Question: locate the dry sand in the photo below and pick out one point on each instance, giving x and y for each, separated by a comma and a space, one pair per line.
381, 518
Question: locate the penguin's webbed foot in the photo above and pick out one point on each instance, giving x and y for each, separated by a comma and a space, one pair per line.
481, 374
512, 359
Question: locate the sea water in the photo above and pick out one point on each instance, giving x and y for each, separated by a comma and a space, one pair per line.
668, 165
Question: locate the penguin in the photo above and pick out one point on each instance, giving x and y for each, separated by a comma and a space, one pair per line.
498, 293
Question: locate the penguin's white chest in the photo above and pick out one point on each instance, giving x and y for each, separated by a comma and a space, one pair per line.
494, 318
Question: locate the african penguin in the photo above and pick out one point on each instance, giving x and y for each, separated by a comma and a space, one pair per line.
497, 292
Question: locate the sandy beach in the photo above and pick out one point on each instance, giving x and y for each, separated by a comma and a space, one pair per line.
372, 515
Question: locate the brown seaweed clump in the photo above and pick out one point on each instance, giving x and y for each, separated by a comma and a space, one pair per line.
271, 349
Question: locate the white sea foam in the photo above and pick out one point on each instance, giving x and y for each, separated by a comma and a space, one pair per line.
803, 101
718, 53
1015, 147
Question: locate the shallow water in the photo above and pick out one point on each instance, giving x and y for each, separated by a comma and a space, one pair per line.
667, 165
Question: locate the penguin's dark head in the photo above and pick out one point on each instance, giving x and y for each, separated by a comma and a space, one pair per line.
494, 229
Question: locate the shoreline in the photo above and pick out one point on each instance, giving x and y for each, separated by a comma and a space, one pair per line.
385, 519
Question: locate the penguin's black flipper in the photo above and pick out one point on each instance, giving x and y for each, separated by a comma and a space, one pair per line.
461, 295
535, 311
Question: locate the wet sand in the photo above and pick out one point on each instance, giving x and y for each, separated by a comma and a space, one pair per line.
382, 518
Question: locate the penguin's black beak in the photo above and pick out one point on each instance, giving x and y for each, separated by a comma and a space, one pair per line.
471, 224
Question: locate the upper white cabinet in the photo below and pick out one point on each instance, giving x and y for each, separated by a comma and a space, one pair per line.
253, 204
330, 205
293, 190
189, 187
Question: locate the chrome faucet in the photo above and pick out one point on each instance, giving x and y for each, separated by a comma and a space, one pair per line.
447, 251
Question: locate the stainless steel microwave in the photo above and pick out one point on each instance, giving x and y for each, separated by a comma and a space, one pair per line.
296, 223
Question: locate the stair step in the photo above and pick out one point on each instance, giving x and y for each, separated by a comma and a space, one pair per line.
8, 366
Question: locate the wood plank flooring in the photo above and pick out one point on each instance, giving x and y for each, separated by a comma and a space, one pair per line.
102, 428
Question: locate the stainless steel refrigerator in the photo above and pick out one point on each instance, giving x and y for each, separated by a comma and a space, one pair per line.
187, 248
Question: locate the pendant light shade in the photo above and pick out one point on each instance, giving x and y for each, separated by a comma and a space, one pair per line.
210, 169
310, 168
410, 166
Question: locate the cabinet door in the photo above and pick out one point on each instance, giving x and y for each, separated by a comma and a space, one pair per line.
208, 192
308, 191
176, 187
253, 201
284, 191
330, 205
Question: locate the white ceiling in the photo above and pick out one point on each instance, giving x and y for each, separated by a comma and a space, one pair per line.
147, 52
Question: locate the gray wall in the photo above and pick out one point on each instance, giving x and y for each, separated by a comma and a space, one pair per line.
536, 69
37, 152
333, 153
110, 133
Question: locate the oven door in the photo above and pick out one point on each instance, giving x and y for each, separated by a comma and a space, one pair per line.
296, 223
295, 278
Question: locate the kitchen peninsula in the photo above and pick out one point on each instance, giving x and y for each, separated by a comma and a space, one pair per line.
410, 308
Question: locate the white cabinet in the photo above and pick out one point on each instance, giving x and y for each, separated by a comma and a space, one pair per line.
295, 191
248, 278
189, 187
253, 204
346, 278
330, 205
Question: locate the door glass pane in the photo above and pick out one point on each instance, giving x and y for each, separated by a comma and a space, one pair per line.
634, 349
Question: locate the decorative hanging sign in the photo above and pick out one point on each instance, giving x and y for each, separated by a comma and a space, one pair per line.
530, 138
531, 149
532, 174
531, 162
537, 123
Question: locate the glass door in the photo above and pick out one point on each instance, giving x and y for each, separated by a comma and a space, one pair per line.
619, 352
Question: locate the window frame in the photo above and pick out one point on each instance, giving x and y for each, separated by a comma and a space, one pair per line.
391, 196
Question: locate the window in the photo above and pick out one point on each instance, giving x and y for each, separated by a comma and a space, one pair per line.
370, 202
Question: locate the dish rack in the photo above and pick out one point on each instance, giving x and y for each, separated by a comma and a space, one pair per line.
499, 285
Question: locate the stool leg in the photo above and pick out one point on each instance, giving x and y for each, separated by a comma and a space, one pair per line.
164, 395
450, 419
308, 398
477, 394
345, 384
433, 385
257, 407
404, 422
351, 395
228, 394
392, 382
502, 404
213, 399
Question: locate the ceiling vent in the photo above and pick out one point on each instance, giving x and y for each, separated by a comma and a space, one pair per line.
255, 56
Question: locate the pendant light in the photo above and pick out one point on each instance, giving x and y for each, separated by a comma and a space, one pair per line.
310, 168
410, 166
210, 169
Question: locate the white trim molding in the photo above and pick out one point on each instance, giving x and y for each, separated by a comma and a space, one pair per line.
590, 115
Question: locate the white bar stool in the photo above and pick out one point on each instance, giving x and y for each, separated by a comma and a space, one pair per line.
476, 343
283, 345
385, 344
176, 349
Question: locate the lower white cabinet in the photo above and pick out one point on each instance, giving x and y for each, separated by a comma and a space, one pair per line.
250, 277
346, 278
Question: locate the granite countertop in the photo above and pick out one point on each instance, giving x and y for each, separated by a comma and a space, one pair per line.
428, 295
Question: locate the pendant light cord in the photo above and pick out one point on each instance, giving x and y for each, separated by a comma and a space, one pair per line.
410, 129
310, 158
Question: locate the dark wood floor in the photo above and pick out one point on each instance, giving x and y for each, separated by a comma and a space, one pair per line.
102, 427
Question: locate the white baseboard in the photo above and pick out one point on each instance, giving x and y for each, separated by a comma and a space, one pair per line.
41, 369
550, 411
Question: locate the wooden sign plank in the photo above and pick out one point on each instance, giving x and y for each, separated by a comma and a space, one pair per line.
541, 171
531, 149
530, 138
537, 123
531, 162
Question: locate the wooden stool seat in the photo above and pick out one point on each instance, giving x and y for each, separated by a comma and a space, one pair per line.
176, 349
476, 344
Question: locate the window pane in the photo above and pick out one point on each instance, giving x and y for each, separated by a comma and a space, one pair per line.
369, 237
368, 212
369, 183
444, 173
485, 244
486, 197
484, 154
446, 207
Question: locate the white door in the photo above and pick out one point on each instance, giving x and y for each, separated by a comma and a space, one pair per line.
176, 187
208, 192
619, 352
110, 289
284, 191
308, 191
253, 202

**OBJECTIVE:**
The records above should be duplicated in full, exactly as given.

**COMPLETE ANSWER:**
Question: locate the dry sand in the photo below and pick out one point on each instance, giving x and y for each, separated by a comma and a space, one pair per line.
381, 518
Question: locate the penguin's webbed foot in the photo above and pick out one point on each instance, giving x and y for each, separated by a comma and a space, one pair per line.
481, 374
512, 359
Question: locate the sea water in the photo above and pick out one point on each instance, giving x and y for each, separated by a comma and a space, one pair per line.
668, 165
Question: locate the penguin in the photo above and pick out one point on each instance, giving x and y for each, separated by a comma and a space, one pair per line.
498, 293
Question: locate the penguin's white chest in the photo above and pick out one point on each instance, giving x and y for each, separated by a comma and a space, one pair per line.
494, 318
Question: locate the african penguin in the photo above and pick out one point on each instance, giving x and y for each, separated by a comma and a space, one pair per line.
497, 292
Question: locate the sandy beach in the photo above and pick out one point on each instance, giving x and y for each, separated by a comma and a space, one pair per line.
372, 515
Question: locate the brown seaweed clump in the photo above and pick out one point on each instance, giving x and y for each, separated by a comma and a space, one pair per line.
271, 349
Question: locate the white sea foam in the photo above and pick out one point on each instance, giving x and y for each, separated by a comma and a space, one pair per line.
803, 101
718, 53
1015, 147
Question: locate the shallow water in the photo above and pick out one point on each instance, giving x and y for each, separated by a comma and a space, one pair per line.
667, 165
Question: locate the penguin's dark head in the photo above and pick out one point on each instance, giving x and y for each, separated by a comma and a space, one pair per line.
494, 229
Question: locate the shoreline in the photo above and pick out one point on each instance, giving x and y for each, separated by a comma and a space, one pair per line.
385, 519
Question: locate the penguin's black flipper in the photo above and pick out one point on each instance, giving x and y for each, separated by a comma and a space, one pair per line.
461, 295
535, 311
Question: locate the wet sand in the photo above and pick out one point on each instance, giving x and y for each, separated by a comma and a space, one pair per line.
382, 518
Question: locate the penguin's black beak in the photo above and pick out one point on each instance, giving x and y for each, separated by a comma and a space, one pair per line.
471, 224
Question: locate the upper white cabinet in the photo below and pick out one point on each instance, giving x and y for each, separated by a comma and a space, one pair per line.
253, 204
330, 205
293, 190
189, 187
Question: locate the chrome faucet in the photo above and pick out one point on each instance, giving x and y for each, separated by a comma and a space, one pair per line.
447, 251
Question: locate the stainless steel microwave in the photo above and pick out one point on each instance, giving x and y for each, separated by a comma and a space, one pair per line.
296, 223
Question: locate the stair step in the photo above and pick out one point on each instance, giving x and y for each, separated by a comma and a space, one pair per line.
8, 366
Question: locate the wood plank flooring in the photo above and pick out one point on each instance, giving x and y for each, separated by a comma and a space, one pair per line.
102, 428
Question: locate the stainless steel refrigerator in the photo above and pick out one point on each instance, giving x and y for each, separated by a comma and a space, one pair per line.
187, 248
Question: locate the pendant light shade in the photo above and pick out one point on each instance, giving x and y for each, separated by a comma and a space, one pair per line.
210, 169
310, 168
410, 166
Question: locate the cabinet door in the photo above and pick out one point on each instance, giving x and y for each, separated by a comma and a space, one pair per line.
208, 192
308, 191
176, 187
253, 201
284, 191
330, 205
Question: locate the white ceiling in the photo above and pick out one point on each instance, giving x and y for each, separated by a comma and a space, one pair per line.
147, 52
Question: locate the gray wall in the photo above and pick out one point on each instance, giving x and y for each, separated by a comma and a space, one pair per line.
536, 69
37, 152
333, 153
110, 133
Question: locate the oven door in the photo above and pick out one point on each instance, giving x and y for each, separated by a comma and a space, one pair per line.
296, 223
295, 278
Question: locate the kitchen peninsula in the photo above and pick out one point on each instance, giving x and y for each, separated by a comma and a space, one pair per line.
410, 308
Question: locate the white cabinet in the photo above and pick out one point on each instance, giving x and y for each, separated by a comma and a space, one pair per line.
295, 191
248, 278
189, 187
253, 204
346, 278
330, 205
Question: locate the door glass pane in the photo above and pick out one point on each instance, giving x and y for each, separated by a comma and a space, one pair per line.
634, 349
Question: locate the decorative hanging sign in the photo above and pick out one point on each instance, giving x and y for each, separated by a comma and a space, one pair per line.
530, 138
531, 149
532, 174
531, 162
537, 123
Question: locate the glass door in the photo above and pick out one point on each instance, giving x and y for each, separated by a comma and a space, one pair per line.
619, 352
Question: locate the window frame in the photo above and pick out one point on each instance, giving x and y for each, separated by a comma and a space, one pair per line.
391, 196
Question: locate the window in the photo above and pick out one point on each instance, giving x and y for each, separated by a comma and a space, one pair per line.
370, 202
Question: locate the dish rack in the photo above and pick out one point on each instance, giving x and y for each, separated by a comma and a space, one pair per line.
499, 285
Question: locate the stool leg in the photo above and pick out one point on each instance, giving x and y for each, separated by a comma and a space, one pair per line.
164, 395
450, 419
308, 398
477, 394
345, 384
433, 385
257, 407
404, 422
351, 395
228, 394
392, 382
502, 404
213, 399
Question: locate the ceiling vent in the photo above and pick out one point on each instance, giving x and y for each, separated by a comma and a space, one pair per line.
255, 56
Question: locate the pendant light in the photo above and pick out one point on each instance, giving x and y for each, separated by a comma and a space, one pair per line.
310, 168
410, 166
210, 169
Question: locate the white trim molding in the photo above and pick out one point on each instance, giving x and y for each, separated by a comma and a space, one pair per line.
590, 115
Question: locate the white bar stool in the photo above and pick out one point on each instance, giving x and y for each, separated by a comma and a space, one pair per line.
476, 343
283, 345
385, 344
176, 349
Question: locate the lower white cabinet in the photo above and pick out one point on each instance, giving x and y for each, separated by a comma and a space, one pair per line.
250, 277
346, 278
Question: locate the granite countertop in the photo above and pick out one point on each instance, giving x and y for each, separated by a comma and a space, one pair per line.
428, 295
Question: locate the pendant light cord in the photo above and pick out one point on each instance, giving x and y for each, separated by a comma and a space, one pair per line.
410, 129
310, 158
Question: locate the dark wood floor in the photo above and pick out one point on each instance, giving x and y for each, separated by a comma and a space, one pair per line.
102, 427
Question: locate the white baseboard in the photo above and pick out one point on each instance, giving x and y for each, separated by a comma and a space, one pair per line.
41, 369
550, 411
Question: locate the wooden sign plank in the photo above and pick out one point on each instance, giving x and y for each, separated by a comma and a space, one pair per line.
541, 171
531, 149
530, 138
537, 123
531, 162
Question: locate the wooden stool seat in the photo above and pick out one point on each instance, giving x and y for each, separated by a comma and a space, one pair per line.
176, 349
476, 344
Question: locate the window pane in the photo above and pick out one point on each instance, giving x and y for each, separated by a comma and a space, one pair per line.
369, 237
368, 212
369, 183
444, 173
485, 244
486, 197
484, 154
446, 207
Question: locate the white door in the photo above and pick out one point on each instance, giving x and y for each, separated by a comma and a space, one pair per line.
176, 187
208, 192
619, 352
110, 289
284, 191
308, 191
253, 202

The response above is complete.